A bucket holds tokens. Each request consumes a token. Tokens refill at a fixed rate.

graph TD
    subgraph Token Bucket
        B[Bucket: 10 tokens max]
        R[Refill: 5 tokens/second]
    end
    REQ[Request arrives] --> CHECK{Token available?}
    CHECK -->|Yes| ALLOW[Allow & consume token]
    CHECK -->|No| DENY[Reject 429]
Property Behavior
Bucket size Maximum burst size
Refill rate Sustained throughput
Burst handling Allows burst up to bucket size

Example: 10 tokens, refill 5/second

  • Can burst 10 requests instantly
  • Sustains 5 requests/second

Sliding Window Log

Track timestamps of all requests. Count requests in the last N seconds.

Window: 1 minute
Requests: [T-55s, T-30s, T-15s, T-5s, T-1s]
Count: 5

New request at T: Check if count + 1 > limit
Property Behavior
Precision Exact count in window
Memory Stores all timestamps
Burst No burst allowed at boundary

Sliding Window Counter

Hybrid: Fixed window counters with weighted combination.

Previous window count: 10
Current window count: 3
Current position in window: 70%

Weighted count: 10 × 30% + 3 × 70% = 5.1

More memory-efficient than log; smoother than fixed window.

Fixed Window

Count requests in fixed time intervals. Simple but allows burst at boundaries.

Window: [0:00-0:59] count: 50
Window: [1:00-1:59] count: 0

Limit: 100/minute
Client sends 50 at 0:59, 50 at 1:00 → 100 in 2 seconds!

Leaky Bucket

Requests queue and process at a fixed rate. Smoothest output; no bursts.

graph TD
    REQ[Requests] --> Q[Queue]
    Q --> PROC[Process at fixed rate]
    Q -->|Queue full| DROP[Drop request]

Algorithm Comparison

Algorithm Burst Memory Precision Use Case
Token Bucket Yes Low Approximate General purpose
Sliding Window Log No High Exact High-value APIs
Sliding Window Counter Partial Medium Good Balanced
Fixed Window Boundary burst Low Approximate Simple cases
Leaky Bucket No Low Exact rate Smooth output

Rate Limiting Implementation

Resilience4j

RateLimiterConfig config = RateLimiterConfig.custom()
-- -- --
• **Goal 1**:
Quote the rate-limiting text from "Algorithm Comparison" up to and including "config = RateLimiterConfig.custom()".

Pointing dataset excerpts
-- -- --
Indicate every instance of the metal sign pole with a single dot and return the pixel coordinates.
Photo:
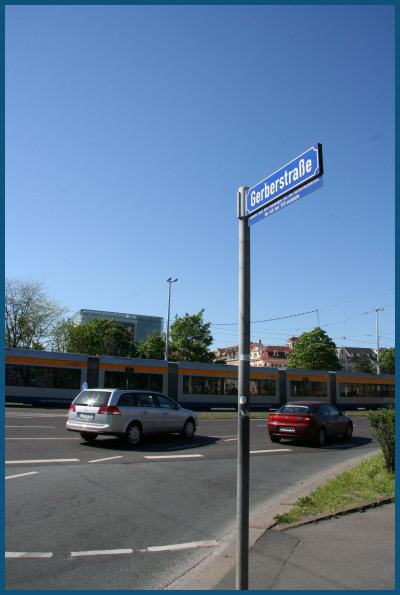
(242, 550)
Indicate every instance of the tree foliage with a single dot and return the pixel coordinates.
(98, 337)
(383, 424)
(387, 360)
(30, 315)
(153, 347)
(190, 339)
(314, 351)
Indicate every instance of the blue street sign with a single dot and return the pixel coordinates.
(298, 172)
(286, 200)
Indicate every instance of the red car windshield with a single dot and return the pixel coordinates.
(295, 408)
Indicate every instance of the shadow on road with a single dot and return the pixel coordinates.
(166, 443)
(332, 443)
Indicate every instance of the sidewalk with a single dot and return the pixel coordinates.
(354, 551)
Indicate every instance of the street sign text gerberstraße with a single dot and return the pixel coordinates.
(298, 172)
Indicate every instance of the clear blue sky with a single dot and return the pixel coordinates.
(129, 130)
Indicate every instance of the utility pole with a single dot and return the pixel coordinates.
(242, 550)
(378, 365)
(170, 281)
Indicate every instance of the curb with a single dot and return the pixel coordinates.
(330, 515)
(209, 571)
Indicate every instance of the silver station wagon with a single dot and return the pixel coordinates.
(128, 414)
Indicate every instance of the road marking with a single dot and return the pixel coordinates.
(101, 553)
(29, 554)
(29, 427)
(171, 456)
(121, 551)
(254, 452)
(107, 459)
(43, 438)
(180, 546)
(35, 461)
(21, 474)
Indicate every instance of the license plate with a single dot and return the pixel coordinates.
(86, 415)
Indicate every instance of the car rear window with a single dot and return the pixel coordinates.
(93, 398)
(295, 408)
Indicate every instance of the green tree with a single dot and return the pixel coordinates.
(363, 364)
(99, 337)
(190, 339)
(387, 360)
(153, 347)
(383, 424)
(61, 335)
(30, 315)
(314, 351)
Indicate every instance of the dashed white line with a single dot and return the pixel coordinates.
(180, 546)
(101, 553)
(107, 459)
(23, 427)
(254, 452)
(29, 554)
(43, 438)
(172, 456)
(35, 461)
(21, 474)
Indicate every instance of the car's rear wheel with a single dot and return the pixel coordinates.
(348, 434)
(188, 429)
(133, 434)
(320, 437)
(88, 436)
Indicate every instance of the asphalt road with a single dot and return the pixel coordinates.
(104, 516)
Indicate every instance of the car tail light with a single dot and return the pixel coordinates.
(109, 410)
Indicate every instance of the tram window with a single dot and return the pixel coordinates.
(262, 387)
(364, 390)
(66, 378)
(15, 375)
(308, 388)
(129, 380)
(209, 385)
(42, 376)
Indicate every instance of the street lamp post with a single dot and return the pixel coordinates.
(378, 366)
(169, 281)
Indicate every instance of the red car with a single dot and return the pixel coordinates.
(308, 420)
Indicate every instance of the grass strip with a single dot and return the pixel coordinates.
(366, 482)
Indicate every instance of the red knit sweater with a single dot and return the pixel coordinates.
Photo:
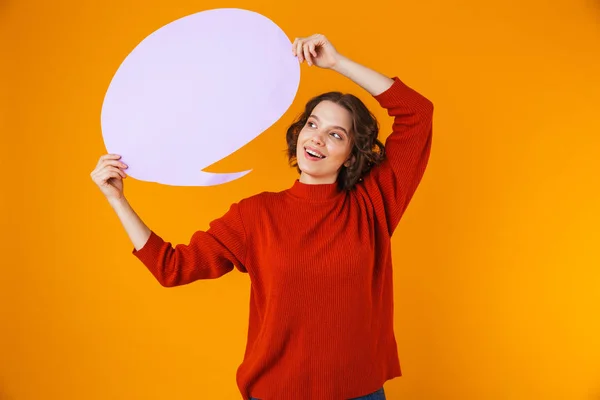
(319, 262)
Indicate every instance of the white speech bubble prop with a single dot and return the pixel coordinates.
(195, 91)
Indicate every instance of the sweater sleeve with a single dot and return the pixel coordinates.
(392, 183)
(208, 255)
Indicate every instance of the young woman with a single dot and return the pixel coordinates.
(318, 254)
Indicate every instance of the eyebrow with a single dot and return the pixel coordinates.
(337, 127)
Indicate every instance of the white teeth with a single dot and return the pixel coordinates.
(309, 151)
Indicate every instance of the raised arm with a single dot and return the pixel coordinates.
(390, 185)
(208, 255)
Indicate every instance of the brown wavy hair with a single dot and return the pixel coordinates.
(367, 150)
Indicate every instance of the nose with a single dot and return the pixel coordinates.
(317, 138)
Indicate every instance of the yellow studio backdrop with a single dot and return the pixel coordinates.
(497, 267)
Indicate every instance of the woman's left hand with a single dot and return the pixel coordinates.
(316, 50)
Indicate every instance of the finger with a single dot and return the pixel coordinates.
(115, 163)
(111, 169)
(306, 52)
(108, 157)
(313, 49)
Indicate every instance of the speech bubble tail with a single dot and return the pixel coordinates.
(212, 179)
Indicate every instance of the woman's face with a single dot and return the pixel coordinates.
(324, 143)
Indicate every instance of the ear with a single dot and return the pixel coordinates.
(350, 161)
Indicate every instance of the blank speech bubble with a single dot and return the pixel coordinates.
(195, 91)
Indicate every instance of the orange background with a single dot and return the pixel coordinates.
(497, 268)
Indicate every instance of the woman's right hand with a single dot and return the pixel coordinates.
(109, 175)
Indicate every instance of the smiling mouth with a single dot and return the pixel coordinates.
(314, 154)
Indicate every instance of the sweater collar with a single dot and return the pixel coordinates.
(314, 192)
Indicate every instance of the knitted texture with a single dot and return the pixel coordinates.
(319, 262)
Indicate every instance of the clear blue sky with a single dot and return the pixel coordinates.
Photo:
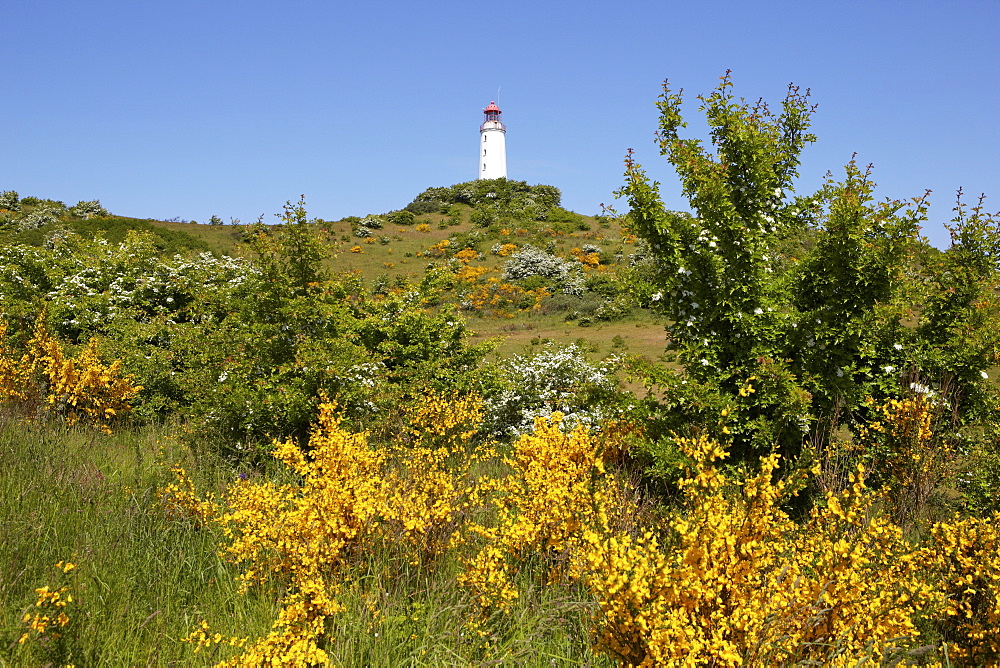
(188, 109)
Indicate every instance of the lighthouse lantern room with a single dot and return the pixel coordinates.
(492, 144)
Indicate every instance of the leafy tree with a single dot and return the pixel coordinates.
(791, 309)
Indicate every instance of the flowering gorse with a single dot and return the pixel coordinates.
(44, 380)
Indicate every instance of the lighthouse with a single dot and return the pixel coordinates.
(492, 144)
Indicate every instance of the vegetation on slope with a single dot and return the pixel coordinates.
(811, 475)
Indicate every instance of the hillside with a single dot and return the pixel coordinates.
(473, 236)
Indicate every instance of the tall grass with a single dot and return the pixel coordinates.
(143, 582)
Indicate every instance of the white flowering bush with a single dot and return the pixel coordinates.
(555, 379)
(10, 201)
(529, 261)
(38, 218)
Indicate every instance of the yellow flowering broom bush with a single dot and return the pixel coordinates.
(543, 506)
(965, 556)
(735, 581)
(351, 498)
(45, 380)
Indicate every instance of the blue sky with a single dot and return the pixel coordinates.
(188, 109)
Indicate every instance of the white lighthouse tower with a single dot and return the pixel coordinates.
(492, 144)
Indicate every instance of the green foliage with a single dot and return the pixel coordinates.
(90, 209)
(496, 199)
(793, 306)
(9, 200)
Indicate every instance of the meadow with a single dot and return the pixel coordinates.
(482, 429)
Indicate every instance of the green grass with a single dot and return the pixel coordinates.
(143, 582)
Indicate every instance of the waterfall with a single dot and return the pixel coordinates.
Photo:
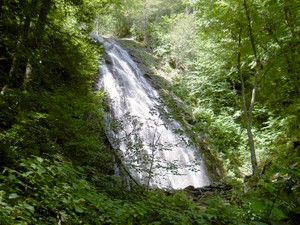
(153, 145)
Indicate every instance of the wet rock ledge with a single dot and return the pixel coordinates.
(216, 187)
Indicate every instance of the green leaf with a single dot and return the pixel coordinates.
(13, 196)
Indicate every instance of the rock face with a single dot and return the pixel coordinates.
(216, 187)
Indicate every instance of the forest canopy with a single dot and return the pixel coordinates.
(234, 64)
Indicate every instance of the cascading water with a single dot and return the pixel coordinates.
(153, 148)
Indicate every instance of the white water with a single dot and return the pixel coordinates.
(155, 154)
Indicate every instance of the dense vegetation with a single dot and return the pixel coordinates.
(235, 64)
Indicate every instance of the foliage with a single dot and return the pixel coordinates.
(47, 191)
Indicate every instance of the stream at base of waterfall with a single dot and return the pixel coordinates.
(153, 145)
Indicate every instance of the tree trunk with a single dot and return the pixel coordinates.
(248, 112)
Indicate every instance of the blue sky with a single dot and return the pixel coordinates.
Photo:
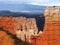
(33, 2)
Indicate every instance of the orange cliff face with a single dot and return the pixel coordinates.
(8, 23)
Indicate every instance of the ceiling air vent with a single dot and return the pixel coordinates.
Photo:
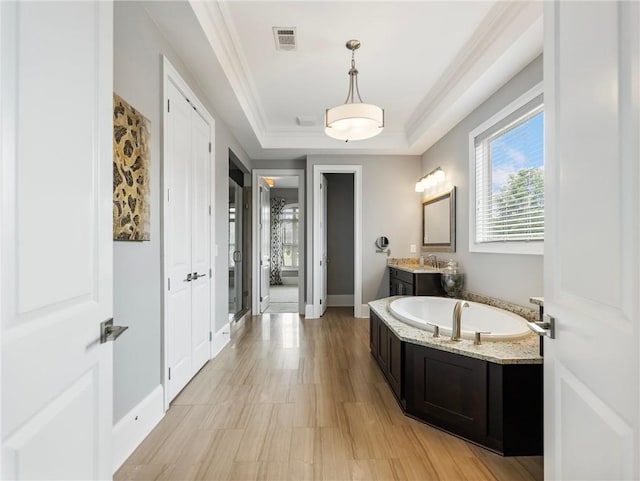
(285, 38)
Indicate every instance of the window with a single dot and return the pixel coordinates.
(290, 248)
(507, 173)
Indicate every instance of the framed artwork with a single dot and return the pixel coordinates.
(130, 173)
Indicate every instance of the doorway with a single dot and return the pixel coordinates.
(278, 203)
(237, 248)
(317, 264)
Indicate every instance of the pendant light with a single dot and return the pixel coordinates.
(354, 120)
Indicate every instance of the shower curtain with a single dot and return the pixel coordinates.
(275, 276)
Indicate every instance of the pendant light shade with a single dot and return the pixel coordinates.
(354, 120)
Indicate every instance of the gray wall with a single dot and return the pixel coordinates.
(510, 277)
(340, 234)
(138, 47)
(391, 208)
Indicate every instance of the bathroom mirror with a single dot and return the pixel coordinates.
(439, 222)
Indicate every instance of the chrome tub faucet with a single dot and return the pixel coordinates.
(457, 318)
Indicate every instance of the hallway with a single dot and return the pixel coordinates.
(296, 399)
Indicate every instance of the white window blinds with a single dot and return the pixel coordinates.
(509, 173)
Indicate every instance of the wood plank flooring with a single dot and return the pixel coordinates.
(296, 399)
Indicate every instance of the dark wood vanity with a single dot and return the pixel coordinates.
(406, 283)
(498, 406)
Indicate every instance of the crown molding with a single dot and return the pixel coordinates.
(476, 54)
(503, 25)
(216, 23)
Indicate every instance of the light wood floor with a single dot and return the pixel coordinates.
(296, 399)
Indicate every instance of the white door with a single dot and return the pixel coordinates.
(592, 245)
(56, 239)
(178, 214)
(200, 248)
(323, 238)
(265, 243)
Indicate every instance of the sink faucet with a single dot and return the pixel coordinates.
(457, 318)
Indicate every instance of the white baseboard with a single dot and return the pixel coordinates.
(220, 339)
(136, 425)
(363, 311)
(309, 311)
(339, 300)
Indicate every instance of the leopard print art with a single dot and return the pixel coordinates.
(130, 172)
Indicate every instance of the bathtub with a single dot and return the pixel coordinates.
(421, 310)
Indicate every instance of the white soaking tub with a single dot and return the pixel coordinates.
(419, 311)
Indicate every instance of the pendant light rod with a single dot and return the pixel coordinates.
(354, 120)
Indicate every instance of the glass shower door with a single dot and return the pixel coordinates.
(235, 249)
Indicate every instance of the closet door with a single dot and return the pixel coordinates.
(178, 242)
(200, 249)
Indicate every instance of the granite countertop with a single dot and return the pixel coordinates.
(523, 351)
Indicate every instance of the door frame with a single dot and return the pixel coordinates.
(315, 273)
(255, 248)
(170, 74)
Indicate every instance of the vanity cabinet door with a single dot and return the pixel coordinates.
(383, 347)
(395, 368)
(373, 334)
(447, 390)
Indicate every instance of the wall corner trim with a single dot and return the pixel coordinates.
(220, 339)
(363, 312)
(136, 425)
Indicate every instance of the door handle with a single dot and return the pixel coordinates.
(109, 332)
(546, 327)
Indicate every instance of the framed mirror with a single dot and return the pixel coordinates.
(439, 222)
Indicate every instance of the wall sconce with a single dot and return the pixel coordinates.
(432, 179)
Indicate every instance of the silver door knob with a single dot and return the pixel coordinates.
(109, 332)
(546, 327)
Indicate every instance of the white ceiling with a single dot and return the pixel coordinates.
(427, 63)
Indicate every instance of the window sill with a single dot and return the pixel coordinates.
(535, 248)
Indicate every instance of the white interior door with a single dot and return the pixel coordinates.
(56, 239)
(200, 246)
(265, 244)
(178, 244)
(592, 245)
(323, 237)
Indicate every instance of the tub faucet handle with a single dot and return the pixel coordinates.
(477, 340)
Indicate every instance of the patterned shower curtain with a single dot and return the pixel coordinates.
(277, 206)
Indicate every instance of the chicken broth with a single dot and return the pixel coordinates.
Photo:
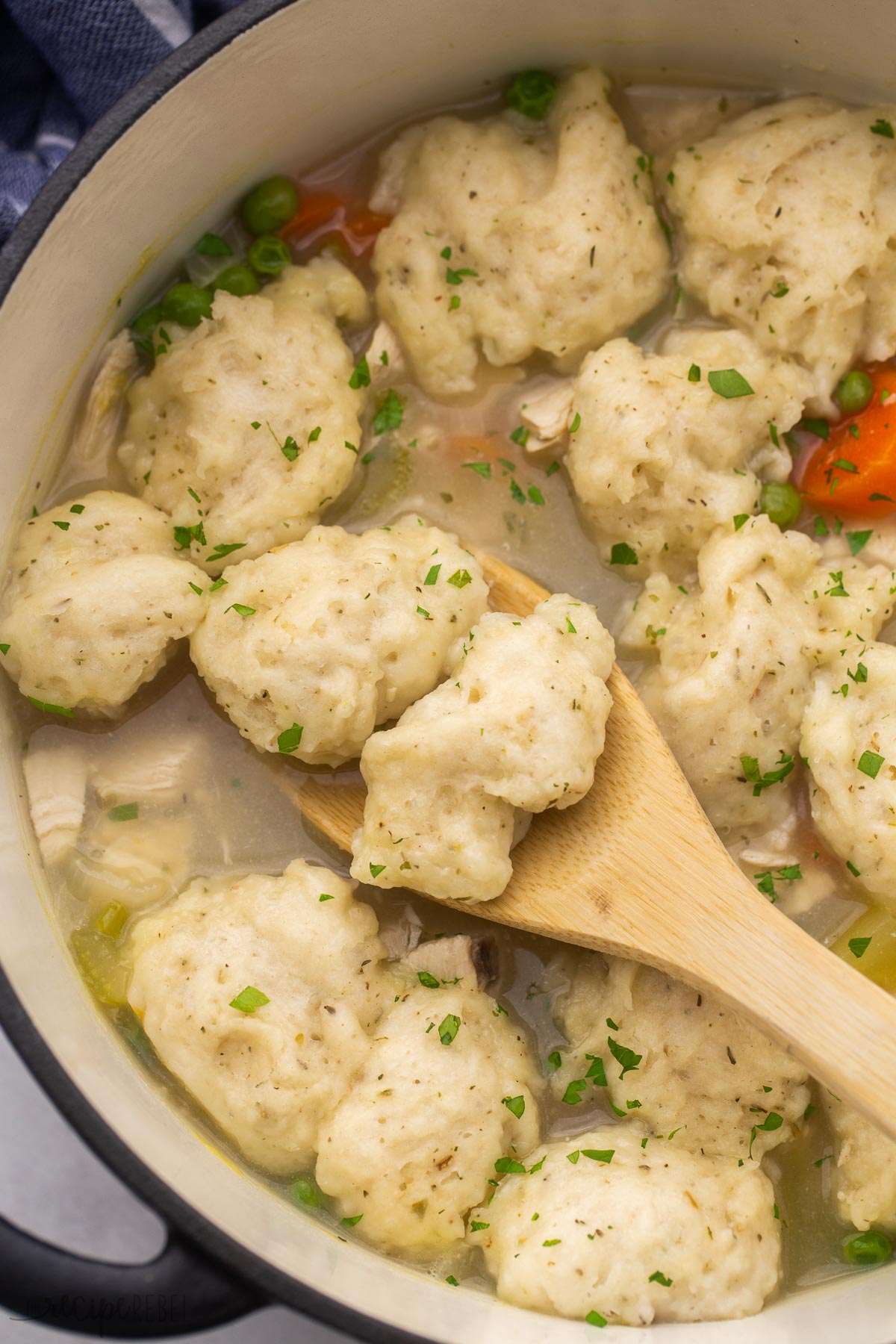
(134, 806)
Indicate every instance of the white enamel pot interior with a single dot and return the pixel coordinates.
(267, 87)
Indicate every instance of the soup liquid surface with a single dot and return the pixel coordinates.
(234, 809)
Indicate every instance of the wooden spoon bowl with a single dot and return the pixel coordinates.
(635, 870)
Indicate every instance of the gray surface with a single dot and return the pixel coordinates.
(53, 1186)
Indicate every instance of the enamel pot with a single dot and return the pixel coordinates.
(273, 85)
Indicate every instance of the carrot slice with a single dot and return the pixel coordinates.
(855, 472)
(326, 218)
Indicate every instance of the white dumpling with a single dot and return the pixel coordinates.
(242, 429)
(414, 1142)
(270, 1075)
(517, 725)
(788, 222)
(731, 659)
(659, 458)
(96, 600)
(511, 238)
(706, 1080)
(864, 1169)
(612, 1231)
(336, 635)
(849, 742)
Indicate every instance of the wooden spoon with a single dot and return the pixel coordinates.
(635, 870)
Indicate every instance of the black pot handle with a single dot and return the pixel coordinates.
(179, 1292)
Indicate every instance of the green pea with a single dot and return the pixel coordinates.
(237, 280)
(186, 304)
(269, 206)
(853, 391)
(867, 1249)
(269, 255)
(781, 502)
(532, 93)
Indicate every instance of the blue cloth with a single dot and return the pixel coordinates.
(62, 65)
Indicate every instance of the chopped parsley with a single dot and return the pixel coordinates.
(509, 1167)
(455, 277)
(771, 1122)
(50, 709)
(361, 374)
(289, 738)
(249, 999)
(573, 1095)
(729, 382)
(390, 413)
(124, 812)
(622, 554)
(213, 245)
(869, 764)
(753, 774)
(628, 1060)
(449, 1027)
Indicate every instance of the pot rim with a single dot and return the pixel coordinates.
(28, 1043)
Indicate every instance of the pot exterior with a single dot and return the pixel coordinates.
(269, 85)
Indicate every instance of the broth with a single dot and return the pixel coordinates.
(233, 808)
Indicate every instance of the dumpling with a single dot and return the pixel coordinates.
(704, 1078)
(734, 659)
(615, 1228)
(509, 238)
(257, 994)
(849, 744)
(517, 725)
(864, 1169)
(788, 222)
(312, 647)
(247, 426)
(659, 458)
(448, 1092)
(96, 600)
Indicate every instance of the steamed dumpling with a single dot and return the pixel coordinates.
(96, 600)
(247, 428)
(336, 635)
(788, 223)
(517, 726)
(257, 994)
(615, 1228)
(414, 1142)
(511, 238)
(659, 458)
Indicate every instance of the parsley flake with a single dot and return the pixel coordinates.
(249, 999)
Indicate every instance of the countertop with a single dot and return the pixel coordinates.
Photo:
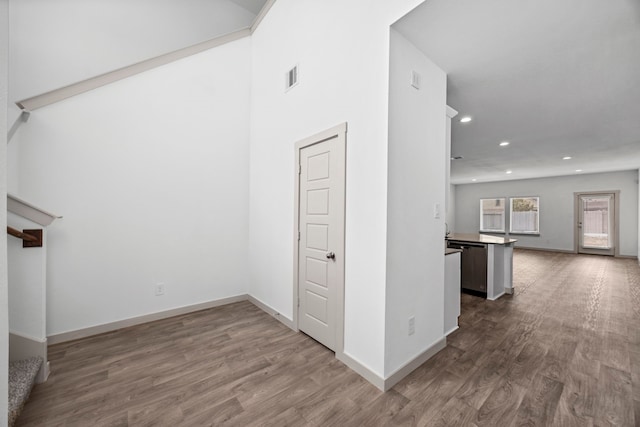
(480, 238)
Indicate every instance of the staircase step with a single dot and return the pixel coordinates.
(22, 377)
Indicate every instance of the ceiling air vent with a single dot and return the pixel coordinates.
(291, 78)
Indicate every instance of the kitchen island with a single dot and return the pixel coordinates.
(486, 263)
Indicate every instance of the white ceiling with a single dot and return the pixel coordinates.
(253, 6)
(554, 78)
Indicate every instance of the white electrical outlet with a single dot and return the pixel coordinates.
(159, 289)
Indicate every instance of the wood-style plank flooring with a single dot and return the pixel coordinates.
(563, 351)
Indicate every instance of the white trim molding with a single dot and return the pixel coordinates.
(22, 346)
(384, 384)
(124, 323)
(272, 312)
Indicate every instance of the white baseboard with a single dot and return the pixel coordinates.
(361, 370)
(455, 328)
(412, 365)
(272, 312)
(22, 347)
(112, 326)
(384, 384)
(499, 295)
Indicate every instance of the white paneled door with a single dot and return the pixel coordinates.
(321, 194)
(596, 226)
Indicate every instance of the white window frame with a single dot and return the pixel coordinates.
(534, 232)
(504, 216)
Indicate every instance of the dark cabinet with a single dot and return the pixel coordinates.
(473, 267)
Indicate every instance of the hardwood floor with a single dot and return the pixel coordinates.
(563, 351)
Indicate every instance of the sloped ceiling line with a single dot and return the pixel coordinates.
(56, 95)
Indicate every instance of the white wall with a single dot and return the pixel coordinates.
(151, 176)
(344, 63)
(556, 206)
(57, 43)
(4, 302)
(27, 278)
(416, 184)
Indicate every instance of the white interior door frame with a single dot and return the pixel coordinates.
(616, 219)
(338, 132)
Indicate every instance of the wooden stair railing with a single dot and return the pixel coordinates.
(30, 238)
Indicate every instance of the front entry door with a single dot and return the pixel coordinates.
(596, 223)
(320, 278)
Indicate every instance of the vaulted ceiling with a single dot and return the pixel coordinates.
(553, 78)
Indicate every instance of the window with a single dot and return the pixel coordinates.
(525, 216)
(492, 215)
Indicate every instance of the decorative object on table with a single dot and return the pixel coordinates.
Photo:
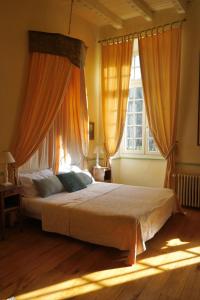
(91, 130)
(5, 159)
(102, 173)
-- -- --
• **Goal 2**:
Convert the rows, from the line with "Indicate every instance of the vaulted" up to and including the final row, into a JSON list of strings with one string per line and blank lines omitted. Omit the pictures.

• **Correct output 1**:
Algorithm Comparison

Algorithm Burst Memory Precision Use Case
Token Bucket Yes Low Approximate General purpose
Sliding Window Log No High Exact High-value APIs
Sliding Window Counter Partial Medium Good Balanced
Fixed Window Boundary burst Low Approximate Simple cases
Leaky Bucket No Low Exact rate Smooth output

Rate Limiting Implementation

Resilience4j

RateLimiterConfig config = RateLimiterConfig.custom()

• **Correct output 2**:
[
  "Indicate every instance of the vaulted ceiling with a single dot and return the pixel coordinates.",
  "(553, 78)",
  "Indicate every instance of the window with a single dot and return the pixel coordinates.",
  "(525, 216)",
  "(492, 215)",
  "Indicate every instance of the decorative object on table with a single dot and return the pixel coordinates.",
  "Photo:",
  "(91, 130)",
  "(5, 159)",
  "(102, 173)"
]